# Work to be completed:
Only one stretch of the listing below is wanted. Give it again exactly, from the line with "The format of" through the line with "positive clicks: (759, 126) (759, 113)".

# Supplied material:
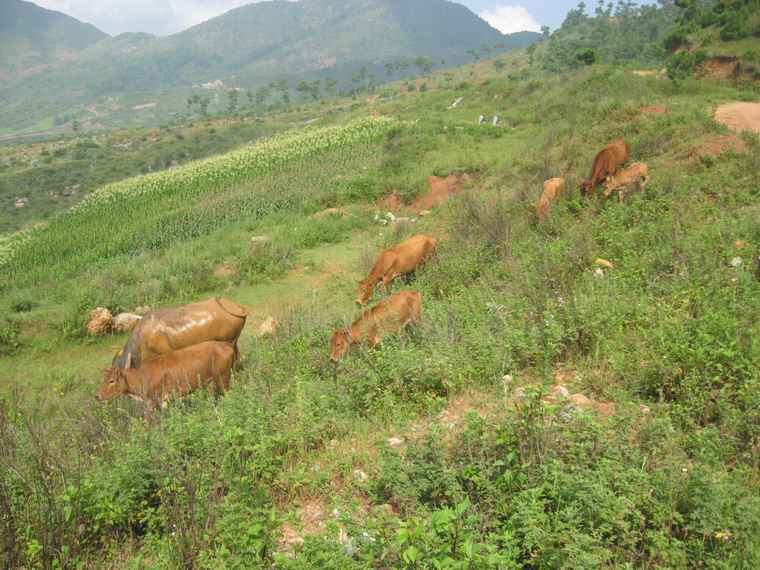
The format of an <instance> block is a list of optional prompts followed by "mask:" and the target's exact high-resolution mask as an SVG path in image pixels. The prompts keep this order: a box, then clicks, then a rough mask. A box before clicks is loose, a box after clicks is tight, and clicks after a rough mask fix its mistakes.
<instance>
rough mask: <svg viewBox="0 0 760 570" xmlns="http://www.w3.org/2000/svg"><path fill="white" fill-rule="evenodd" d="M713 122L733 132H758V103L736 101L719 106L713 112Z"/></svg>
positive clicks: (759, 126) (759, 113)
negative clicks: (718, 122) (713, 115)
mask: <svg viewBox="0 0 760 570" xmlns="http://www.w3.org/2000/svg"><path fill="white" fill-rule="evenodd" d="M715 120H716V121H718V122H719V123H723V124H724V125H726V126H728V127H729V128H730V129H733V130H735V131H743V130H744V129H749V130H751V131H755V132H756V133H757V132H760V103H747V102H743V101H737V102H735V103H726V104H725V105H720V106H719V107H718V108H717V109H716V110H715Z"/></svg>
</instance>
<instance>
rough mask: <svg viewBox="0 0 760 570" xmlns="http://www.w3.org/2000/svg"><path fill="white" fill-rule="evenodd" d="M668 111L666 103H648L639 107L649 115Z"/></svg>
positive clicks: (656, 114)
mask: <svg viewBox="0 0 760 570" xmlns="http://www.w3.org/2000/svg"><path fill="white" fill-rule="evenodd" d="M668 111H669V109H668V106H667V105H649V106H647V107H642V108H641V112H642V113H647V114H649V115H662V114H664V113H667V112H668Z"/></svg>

==

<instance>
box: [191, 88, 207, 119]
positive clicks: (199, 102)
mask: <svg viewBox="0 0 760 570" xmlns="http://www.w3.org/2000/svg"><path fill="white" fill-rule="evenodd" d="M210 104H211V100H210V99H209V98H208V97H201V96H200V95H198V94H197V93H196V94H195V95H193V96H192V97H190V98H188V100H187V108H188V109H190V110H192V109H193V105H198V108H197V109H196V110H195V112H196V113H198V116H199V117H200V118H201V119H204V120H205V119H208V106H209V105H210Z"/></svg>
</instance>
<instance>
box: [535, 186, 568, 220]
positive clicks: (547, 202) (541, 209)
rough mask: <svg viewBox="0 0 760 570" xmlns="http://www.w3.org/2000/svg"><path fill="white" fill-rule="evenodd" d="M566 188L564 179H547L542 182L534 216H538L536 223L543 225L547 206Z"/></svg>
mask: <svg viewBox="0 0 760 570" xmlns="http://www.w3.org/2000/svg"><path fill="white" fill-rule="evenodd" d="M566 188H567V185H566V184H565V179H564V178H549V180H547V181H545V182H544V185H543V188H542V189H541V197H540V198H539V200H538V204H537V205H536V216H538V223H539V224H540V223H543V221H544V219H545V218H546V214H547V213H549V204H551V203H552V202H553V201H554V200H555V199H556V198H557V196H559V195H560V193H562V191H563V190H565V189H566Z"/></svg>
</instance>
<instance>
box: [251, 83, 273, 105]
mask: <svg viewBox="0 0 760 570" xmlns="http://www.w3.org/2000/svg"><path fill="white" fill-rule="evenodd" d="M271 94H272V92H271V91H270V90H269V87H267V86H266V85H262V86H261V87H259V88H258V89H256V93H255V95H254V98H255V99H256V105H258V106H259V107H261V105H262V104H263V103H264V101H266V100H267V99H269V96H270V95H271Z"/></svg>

# Answer to this exercise:
The format of an <instance> block is a list of optional prompts followed by "mask:" and the target's exact high-resolution mask as an SVG path in image pixels. The prompts keep this order: a box, then clicks, then a rough mask. A box before clicks is loose, a box after clicks is tight, and clicks after a rough mask fix its mistakes.
<instance>
rough mask: <svg viewBox="0 0 760 570" xmlns="http://www.w3.org/2000/svg"><path fill="white" fill-rule="evenodd" d="M713 122L733 132H758V103L736 101L719 106L713 112Z"/></svg>
positive clicks: (759, 126) (759, 113)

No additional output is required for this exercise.